> Task directions
Reproduce every line of the data below, requests included, multiplying each bounding-box coordinate in the answers by 1.35 and rounding to the nearest whole number, with halves rounded up. Keep the sample boxes in the requests unchanged, and leave the pictures out of your output.
#####
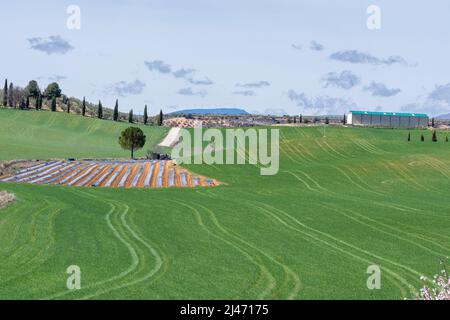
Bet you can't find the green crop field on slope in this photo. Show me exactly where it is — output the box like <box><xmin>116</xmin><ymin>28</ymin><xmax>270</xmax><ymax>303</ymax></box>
<box><xmin>0</xmin><ymin>109</ymin><xmax>168</xmax><ymax>161</ymax></box>
<box><xmin>0</xmin><ymin>111</ymin><xmax>450</xmax><ymax>299</ymax></box>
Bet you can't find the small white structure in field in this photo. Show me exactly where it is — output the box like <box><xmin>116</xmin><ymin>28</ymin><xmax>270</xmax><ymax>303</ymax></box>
<box><xmin>347</xmin><ymin>111</ymin><xmax>429</xmax><ymax>128</ymax></box>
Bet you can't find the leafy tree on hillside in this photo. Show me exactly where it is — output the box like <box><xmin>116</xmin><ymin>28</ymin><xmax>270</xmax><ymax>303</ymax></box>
#####
> Response
Bet you can't find the green crop field on slope in this photo. Show me exactly where it is — output the box like <box><xmin>116</xmin><ymin>28</ymin><xmax>270</xmax><ymax>303</ymax></box>
<box><xmin>0</xmin><ymin>147</ymin><xmax>227</xmax><ymax>217</ymax></box>
<box><xmin>0</xmin><ymin>150</ymin><xmax>608</xmax><ymax>404</ymax></box>
Bet you can't find the small white structure in field in this photo. Show me exactly where it is — output the box like <box><xmin>116</xmin><ymin>28</ymin><xmax>270</xmax><ymax>303</ymax></box>
<box><xmin>468</xmin><ymin>150</ymin><xmax>579</xmax><ymax>173</ymax></box>
Bet you can't find the leafy tree on hillside in this photo. Show me exactly where it is — output the box like <box><xmin>116</xmin><ymin>28</ymin><xmax>270</xmax><ymax>303</ymax></box>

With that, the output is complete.